*Given exercise A*:
Answer these about the forum thread on magnetic levels:
(i) According to the opening line, what does the website say?
(ii) What happened to soc_monki's Greenlee?
(iii) What does splatz say they really like?
*Given exercise B*: Can you carry on the forum thread about magnetic levels, picking up right after its final line?

Website says out of stock, but maybe call and inquire.


----------



## soc_monki (Sep 20, 2014)

I use a Klein that my boss got me after my Greenlee took a dive into a vat of sulfuric acid. It works, the Greenlee worked as well. If the magnets stick and the level is reasonably accurate I'm happy. I do think the price of the Klein is a bit over inflated... I wouldn't buy it on my own, there are cheaper ones that do the job as well.


----------



## splatz (May 23, 2015)

I have the one in the OP, bought it just before Ideal came out with this one 

https://www.amazon.com/Ideal-35-207-Electrician-Level-Magnetic/dp/B000JIMHJK 










I really like the way that thumbscrew doesn't stick out.


----------



## sburton224 (Feb 28, 2013)

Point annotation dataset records
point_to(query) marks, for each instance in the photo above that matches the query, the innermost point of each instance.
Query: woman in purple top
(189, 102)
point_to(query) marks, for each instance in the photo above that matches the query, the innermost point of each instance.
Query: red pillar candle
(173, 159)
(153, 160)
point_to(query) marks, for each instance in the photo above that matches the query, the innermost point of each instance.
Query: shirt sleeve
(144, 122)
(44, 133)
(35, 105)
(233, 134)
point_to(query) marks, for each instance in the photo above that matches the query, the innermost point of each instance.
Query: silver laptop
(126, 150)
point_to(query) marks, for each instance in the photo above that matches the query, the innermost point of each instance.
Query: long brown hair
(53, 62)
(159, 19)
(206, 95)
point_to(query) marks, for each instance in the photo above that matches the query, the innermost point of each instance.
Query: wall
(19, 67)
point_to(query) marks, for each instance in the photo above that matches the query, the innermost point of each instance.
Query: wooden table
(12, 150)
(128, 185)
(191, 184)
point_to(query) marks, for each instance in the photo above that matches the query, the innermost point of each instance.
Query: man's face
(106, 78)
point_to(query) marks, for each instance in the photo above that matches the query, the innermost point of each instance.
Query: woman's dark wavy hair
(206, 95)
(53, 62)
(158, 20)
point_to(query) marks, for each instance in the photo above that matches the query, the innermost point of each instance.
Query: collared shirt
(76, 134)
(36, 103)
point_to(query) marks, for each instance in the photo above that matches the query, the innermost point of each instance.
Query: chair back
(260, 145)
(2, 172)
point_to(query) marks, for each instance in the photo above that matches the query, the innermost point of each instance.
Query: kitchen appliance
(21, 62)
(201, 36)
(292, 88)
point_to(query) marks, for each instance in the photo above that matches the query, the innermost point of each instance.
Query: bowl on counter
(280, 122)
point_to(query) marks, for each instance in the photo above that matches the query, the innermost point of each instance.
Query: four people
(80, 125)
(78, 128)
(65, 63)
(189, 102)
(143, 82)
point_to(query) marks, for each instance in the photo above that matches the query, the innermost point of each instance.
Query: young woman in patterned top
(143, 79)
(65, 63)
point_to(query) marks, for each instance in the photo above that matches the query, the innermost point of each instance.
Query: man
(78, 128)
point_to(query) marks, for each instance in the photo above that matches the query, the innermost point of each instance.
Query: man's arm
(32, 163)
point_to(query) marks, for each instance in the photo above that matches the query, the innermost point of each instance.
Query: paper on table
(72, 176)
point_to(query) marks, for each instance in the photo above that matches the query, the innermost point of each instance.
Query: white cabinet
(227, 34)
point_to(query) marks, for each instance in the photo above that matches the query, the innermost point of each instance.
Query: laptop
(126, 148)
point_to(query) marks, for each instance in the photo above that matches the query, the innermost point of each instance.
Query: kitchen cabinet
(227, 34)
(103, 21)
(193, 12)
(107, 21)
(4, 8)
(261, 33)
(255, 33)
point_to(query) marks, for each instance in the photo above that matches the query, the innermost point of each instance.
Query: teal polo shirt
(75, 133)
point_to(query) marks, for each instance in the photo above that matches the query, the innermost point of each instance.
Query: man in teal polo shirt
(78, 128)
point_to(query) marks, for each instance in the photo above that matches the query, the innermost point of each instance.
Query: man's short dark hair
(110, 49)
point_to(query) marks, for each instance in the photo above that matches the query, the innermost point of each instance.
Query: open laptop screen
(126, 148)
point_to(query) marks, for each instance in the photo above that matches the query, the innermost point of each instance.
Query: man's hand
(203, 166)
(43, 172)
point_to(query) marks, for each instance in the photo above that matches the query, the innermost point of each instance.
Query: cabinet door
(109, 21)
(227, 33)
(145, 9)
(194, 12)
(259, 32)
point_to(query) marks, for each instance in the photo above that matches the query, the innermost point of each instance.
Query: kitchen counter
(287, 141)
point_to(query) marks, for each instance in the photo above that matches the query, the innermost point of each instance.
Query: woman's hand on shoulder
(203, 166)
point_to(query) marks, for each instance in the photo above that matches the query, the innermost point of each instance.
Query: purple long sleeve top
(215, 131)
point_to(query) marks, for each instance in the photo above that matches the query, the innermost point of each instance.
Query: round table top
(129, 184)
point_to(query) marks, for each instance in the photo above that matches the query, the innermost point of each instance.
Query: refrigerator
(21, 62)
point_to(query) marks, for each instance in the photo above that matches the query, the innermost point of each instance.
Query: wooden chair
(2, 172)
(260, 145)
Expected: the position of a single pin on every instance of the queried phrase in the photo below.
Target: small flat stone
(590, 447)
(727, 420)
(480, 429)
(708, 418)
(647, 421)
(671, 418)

*Expected output A*:
(i) Out of stock.
(ii) It took a dive into a vat of sulfuric acid.
(iii) The way that thumbscrew doesn't stick out.

*Expected output B*:
I like the Ideal levels as well. There is another model that includes a 22.5° vial. https://www.amazon.com/Ideal-35-208-Torpedo-Level-Vials/dp/B01NA9NB8S/ref=sr_1_2?s=industrial&ie=UTF8&qid=1539921317&sr=1-2&keywords=Ideal+level
It is a bit pricey though. Its hard to find torpeodo levels with the 5th vial of 22.5°. Nice to have for conduit bending. Checkpoint used to make the Mega Mag G3 that was pretty compact at less than 6" long and contained 5 vials.


----------



## KnightPower (Nov 5, 2016)

Use same as OP it fits well in my Occidental pocket pouch.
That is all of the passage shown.